Your reply should be made up of every line in the records below that holds the string "oyster".

Start of DATA TO USE

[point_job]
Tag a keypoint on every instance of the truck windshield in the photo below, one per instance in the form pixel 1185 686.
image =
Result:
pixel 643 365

End of DATA TO USE
Start of DATA TO USE

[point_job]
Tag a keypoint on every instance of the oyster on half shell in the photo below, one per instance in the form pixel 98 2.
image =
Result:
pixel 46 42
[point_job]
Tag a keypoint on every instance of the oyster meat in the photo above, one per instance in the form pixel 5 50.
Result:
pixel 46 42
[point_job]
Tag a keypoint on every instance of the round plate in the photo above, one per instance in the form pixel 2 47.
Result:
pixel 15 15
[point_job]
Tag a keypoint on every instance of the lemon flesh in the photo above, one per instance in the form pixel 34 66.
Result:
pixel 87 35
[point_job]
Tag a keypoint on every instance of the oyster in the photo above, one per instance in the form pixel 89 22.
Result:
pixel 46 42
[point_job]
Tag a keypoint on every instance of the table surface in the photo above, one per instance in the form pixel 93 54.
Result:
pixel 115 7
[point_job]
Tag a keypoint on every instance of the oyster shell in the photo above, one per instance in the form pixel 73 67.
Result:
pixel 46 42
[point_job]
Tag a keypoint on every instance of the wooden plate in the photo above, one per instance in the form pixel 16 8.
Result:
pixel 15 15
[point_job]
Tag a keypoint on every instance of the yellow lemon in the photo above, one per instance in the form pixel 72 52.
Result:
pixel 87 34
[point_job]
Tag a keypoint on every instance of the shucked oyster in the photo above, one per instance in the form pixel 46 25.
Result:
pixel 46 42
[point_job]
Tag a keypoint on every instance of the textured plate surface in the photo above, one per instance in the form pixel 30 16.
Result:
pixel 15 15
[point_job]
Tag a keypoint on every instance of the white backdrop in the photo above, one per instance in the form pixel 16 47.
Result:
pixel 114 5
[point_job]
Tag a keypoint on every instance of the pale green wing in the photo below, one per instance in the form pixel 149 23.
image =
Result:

End of DATA TO USE
Start of DATA TO USE

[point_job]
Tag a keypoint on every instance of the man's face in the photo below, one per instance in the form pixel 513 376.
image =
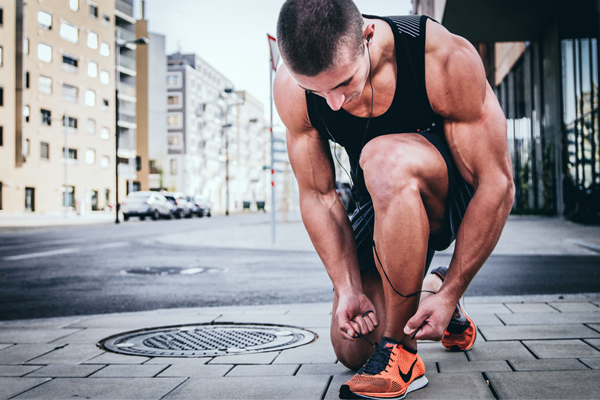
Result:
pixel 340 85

End of DATA TO USE

## EXERCISE OUTPUT:
Tag a keypoint on every instance of the oyster on half shell in the photo below, one per instance in the form pixel 98 2.
Tag a keypoint on every instance of the oyster meat in the photo above, one per instance in the form pixel 5 50.
Tag a keypoint on every instance of the oyster in the photo above, one per instance in the form pixel 89 22.
Tag a keypoint on every instance of the oyster shell in the photo above, one per instance in the form pixel 73 67.
Tag a keypoint on every instance of the shucked oyster in the photo above, one per instance in the form pixel 46 25.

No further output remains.